Brief
The required output is every line from the one with "Implementations MUST put a point on every instance of the sand" through the final line of the data below, unchanged.

Content starts

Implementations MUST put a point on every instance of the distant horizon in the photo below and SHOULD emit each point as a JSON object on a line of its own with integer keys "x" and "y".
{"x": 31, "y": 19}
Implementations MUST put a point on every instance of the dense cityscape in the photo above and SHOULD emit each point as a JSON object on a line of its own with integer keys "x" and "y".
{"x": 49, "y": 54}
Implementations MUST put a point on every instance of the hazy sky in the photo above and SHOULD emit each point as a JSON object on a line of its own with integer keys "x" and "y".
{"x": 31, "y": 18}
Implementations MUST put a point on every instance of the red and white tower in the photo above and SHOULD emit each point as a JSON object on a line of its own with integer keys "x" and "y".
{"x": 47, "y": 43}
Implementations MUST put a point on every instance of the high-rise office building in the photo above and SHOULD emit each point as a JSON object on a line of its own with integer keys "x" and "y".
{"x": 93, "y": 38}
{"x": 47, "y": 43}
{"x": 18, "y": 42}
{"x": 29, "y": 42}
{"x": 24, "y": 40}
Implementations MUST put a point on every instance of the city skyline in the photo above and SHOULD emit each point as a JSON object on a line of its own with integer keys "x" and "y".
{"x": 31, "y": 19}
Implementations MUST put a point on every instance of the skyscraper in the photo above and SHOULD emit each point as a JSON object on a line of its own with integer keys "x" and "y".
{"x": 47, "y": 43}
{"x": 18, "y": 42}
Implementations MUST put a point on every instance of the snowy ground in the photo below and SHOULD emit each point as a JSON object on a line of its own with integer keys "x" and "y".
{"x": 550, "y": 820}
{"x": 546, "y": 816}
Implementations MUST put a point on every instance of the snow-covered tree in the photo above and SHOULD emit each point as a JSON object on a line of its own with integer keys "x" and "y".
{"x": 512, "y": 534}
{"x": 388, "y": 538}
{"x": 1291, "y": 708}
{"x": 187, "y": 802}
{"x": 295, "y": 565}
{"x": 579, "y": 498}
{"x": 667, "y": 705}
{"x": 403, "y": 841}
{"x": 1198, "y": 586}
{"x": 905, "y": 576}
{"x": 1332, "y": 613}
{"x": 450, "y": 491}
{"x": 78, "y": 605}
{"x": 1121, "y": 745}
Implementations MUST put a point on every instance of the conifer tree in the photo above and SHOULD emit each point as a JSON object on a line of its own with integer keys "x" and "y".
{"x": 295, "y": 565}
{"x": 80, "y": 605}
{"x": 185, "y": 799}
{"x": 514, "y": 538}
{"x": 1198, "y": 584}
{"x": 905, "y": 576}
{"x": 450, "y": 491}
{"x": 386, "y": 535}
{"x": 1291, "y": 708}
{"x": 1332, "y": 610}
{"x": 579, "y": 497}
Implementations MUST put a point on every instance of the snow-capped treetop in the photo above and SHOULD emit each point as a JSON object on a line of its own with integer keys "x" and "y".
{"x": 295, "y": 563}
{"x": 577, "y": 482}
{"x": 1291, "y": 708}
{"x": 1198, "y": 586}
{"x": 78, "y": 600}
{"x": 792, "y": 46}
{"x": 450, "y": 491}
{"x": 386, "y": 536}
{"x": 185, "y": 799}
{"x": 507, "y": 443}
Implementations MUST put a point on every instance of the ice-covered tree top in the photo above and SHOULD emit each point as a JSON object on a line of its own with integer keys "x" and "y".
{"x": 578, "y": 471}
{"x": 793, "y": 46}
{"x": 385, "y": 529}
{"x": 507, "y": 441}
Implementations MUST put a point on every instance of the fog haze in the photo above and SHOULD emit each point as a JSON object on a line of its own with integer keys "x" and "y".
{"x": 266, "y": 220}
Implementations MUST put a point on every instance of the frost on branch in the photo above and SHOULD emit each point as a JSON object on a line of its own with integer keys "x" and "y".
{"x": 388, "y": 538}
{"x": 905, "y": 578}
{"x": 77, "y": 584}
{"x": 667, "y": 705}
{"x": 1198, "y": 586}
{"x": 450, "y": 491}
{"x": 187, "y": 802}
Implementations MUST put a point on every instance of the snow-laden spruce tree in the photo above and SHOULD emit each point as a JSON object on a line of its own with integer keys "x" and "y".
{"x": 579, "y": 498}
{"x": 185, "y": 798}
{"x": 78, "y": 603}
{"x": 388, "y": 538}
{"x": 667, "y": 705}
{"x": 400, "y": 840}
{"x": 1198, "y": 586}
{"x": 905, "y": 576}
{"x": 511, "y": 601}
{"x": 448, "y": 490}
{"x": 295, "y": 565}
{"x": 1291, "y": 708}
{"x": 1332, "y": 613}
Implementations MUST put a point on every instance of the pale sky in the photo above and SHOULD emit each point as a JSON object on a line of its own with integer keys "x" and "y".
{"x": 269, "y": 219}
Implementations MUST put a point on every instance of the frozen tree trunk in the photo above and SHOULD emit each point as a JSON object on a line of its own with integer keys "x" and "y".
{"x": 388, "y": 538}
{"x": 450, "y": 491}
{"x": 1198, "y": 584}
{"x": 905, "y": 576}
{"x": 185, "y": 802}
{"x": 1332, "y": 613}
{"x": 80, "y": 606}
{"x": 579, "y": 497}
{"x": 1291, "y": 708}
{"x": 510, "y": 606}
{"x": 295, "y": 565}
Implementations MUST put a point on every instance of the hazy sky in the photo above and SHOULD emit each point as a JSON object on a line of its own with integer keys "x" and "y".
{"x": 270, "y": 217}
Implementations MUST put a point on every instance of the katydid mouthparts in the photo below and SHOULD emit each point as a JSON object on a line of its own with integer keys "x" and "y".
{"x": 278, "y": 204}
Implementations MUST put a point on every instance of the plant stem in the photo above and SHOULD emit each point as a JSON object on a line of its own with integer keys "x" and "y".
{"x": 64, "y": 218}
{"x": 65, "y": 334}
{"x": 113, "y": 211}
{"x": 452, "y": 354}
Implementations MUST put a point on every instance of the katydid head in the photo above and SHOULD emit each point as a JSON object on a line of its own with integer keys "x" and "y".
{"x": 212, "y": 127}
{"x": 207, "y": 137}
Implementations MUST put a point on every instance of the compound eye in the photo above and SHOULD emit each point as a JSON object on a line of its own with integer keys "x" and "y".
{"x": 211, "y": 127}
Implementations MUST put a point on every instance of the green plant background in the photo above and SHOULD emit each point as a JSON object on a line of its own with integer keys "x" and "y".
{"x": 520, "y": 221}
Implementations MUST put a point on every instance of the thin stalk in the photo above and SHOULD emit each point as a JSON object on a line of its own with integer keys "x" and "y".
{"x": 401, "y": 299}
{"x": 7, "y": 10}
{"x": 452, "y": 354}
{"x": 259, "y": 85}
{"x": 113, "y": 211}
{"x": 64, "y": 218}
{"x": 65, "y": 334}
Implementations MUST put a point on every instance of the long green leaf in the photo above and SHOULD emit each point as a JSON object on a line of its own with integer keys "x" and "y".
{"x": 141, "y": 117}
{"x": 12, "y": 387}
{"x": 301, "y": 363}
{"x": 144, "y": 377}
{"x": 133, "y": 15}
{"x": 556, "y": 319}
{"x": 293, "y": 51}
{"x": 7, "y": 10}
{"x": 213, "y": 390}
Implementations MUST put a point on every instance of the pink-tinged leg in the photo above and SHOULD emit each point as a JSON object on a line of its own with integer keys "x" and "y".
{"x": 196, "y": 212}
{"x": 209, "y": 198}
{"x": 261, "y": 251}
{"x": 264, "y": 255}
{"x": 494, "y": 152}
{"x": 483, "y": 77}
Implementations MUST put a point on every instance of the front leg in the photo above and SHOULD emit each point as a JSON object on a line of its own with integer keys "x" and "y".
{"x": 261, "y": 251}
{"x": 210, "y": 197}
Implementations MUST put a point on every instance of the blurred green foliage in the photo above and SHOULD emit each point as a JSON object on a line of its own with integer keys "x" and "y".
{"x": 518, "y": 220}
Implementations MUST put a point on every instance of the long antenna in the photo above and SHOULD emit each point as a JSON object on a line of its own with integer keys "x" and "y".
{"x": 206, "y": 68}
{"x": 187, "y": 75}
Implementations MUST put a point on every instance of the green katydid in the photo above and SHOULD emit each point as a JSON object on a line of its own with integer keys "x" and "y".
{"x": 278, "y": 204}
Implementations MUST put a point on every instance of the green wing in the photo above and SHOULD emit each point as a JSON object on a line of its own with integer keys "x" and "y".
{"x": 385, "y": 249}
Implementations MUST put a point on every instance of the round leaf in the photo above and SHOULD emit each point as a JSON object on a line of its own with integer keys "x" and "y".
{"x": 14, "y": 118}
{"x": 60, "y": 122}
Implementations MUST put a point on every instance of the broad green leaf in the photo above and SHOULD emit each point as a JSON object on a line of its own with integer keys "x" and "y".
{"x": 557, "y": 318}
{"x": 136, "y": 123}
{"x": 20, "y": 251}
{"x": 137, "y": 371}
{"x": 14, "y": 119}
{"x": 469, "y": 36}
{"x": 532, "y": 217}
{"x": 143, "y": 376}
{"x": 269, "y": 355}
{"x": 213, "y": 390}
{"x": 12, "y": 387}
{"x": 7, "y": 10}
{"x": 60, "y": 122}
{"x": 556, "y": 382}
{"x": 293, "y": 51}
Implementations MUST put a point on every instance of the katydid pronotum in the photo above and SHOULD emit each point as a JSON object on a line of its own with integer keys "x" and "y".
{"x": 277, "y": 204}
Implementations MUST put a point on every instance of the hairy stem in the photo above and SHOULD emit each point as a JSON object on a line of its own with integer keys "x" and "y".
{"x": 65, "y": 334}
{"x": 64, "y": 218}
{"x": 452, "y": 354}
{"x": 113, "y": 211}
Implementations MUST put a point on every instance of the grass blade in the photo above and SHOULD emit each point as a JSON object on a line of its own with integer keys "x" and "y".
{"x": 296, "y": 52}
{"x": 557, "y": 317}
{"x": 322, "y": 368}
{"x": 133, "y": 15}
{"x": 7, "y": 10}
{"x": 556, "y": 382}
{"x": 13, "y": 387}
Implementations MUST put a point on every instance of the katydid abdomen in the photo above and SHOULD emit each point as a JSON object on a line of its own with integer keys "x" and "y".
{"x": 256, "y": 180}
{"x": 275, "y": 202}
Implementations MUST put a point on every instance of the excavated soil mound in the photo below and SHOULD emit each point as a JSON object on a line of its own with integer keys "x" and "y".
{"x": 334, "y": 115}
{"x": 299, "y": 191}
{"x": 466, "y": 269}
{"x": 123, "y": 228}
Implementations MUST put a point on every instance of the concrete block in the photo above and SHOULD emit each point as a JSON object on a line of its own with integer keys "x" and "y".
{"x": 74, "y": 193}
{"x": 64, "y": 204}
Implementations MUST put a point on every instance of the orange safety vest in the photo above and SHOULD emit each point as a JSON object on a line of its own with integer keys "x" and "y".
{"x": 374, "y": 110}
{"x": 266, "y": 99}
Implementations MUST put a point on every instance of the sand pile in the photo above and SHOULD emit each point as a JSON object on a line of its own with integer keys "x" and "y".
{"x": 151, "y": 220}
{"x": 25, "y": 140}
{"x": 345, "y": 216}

Content ends

Exercise response
Implementations MUST put a point on every instance of the sand pile in the photo above and SHOULD emit each point as a JSON object on a line of its own with integer keys "x" and "y".
{"x": 151, "y": 220}
{"x": 25, "y": 140}
{"x": 345, "y": 216}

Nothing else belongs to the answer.